■ TASK DIRECTIONS: Below are records. Transcribe exactly the lines from the one that contains "of the grassy" through the last line, leaving any pictures out.
━━━ DATA SECTION
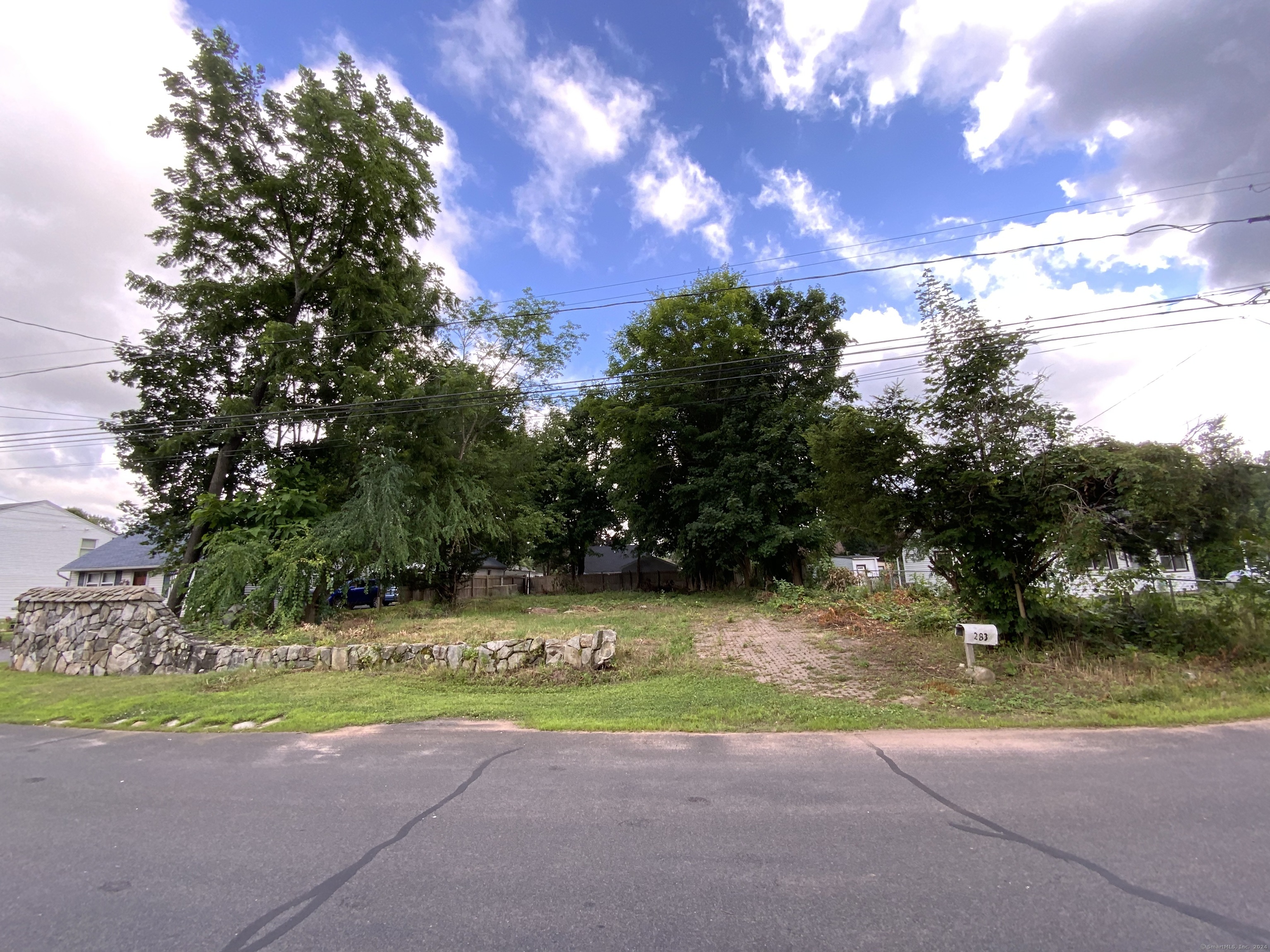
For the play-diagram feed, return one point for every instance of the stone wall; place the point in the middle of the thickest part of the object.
(129, 630)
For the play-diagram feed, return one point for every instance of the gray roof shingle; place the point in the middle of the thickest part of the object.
(122, 552)
(605, 559)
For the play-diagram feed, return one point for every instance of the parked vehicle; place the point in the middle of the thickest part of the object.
(361, 593)
(1239, 576)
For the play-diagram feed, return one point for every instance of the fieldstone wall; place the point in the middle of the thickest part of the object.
(129, 630)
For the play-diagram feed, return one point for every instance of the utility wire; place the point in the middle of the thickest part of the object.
(601, 304)
(484, 399)
(855, 351)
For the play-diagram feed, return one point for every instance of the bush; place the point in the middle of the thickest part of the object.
(1221, 622)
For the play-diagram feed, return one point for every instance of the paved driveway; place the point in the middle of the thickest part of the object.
(460, 837)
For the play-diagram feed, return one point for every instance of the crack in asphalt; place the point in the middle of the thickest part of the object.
(78, 735)
(1244, 931)
(313, 899)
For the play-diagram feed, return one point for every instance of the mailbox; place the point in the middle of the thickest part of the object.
(978, 634)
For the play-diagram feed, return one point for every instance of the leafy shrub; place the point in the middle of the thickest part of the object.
(1231, 624)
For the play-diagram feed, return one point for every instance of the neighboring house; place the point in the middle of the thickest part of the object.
(493, 566)
(126, 560)
(1177, 571)
(37, 540)
(865, 566)
(624, 562)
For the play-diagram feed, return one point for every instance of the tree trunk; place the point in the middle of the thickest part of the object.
(1023, 612)
(215, 487)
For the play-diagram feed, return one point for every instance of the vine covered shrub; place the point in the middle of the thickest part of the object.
(1230, 624)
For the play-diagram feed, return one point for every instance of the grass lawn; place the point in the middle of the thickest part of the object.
(658, 682)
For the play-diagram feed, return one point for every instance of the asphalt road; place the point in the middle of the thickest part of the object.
(464, 837)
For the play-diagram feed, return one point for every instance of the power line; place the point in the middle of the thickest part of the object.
(874, 347)
(599, 305)
(483, 399)
(61, 367)
(952, 228)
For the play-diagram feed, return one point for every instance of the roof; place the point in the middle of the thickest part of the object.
(606, 559)
(124, 552)
(86, 593)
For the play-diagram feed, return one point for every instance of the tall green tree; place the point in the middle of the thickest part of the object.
(1235, 502)
(971, 473)
(290, 224)
(441, 484)
(707, 429)
(571, 490)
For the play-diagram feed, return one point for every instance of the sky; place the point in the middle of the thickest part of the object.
(599, 153)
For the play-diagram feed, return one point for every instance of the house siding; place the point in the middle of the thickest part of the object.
(37, 540)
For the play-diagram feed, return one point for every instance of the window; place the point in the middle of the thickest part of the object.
(1105, 562)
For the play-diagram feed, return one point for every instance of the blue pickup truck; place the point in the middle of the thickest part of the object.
(361, 593)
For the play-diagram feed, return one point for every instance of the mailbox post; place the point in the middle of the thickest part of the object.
(976, 635)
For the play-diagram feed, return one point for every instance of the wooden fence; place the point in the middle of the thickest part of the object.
(592, 583)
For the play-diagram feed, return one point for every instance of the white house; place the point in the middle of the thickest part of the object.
(37, 540)
(864, 566)
(126, 560)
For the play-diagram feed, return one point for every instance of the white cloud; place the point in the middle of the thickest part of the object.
(813, 212)
(78, 89)
(676, 192)
(568, 109)
(1178, 88)
(1172, 92)
(1208, 369)
(795, 42)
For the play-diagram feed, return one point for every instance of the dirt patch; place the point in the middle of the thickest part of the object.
(788, 652)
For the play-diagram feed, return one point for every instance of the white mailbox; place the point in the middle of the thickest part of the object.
(978, 634)
(974, 635)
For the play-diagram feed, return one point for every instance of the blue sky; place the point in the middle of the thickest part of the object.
(893, 174)
(592, 145)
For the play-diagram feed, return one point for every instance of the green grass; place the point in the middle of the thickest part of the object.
(309, 701)
(658, 682)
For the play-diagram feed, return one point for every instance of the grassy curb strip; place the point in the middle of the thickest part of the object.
(681, 702)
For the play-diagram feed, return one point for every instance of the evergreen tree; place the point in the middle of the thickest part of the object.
(291, 224)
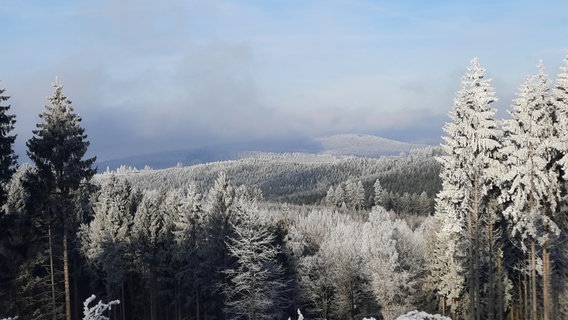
━━━━━━
■ SOLUTION TO THE EXERCISE:
For the play-diagram feed, return one point for every instance of the grassy curb strip; place the point in the middle of the thickest part of the object.
(681, 702)
For the play-diagram feed, return one point for every instance of the evergreen tree; place the point in the middle of the thickest part of the object.
(291, 224)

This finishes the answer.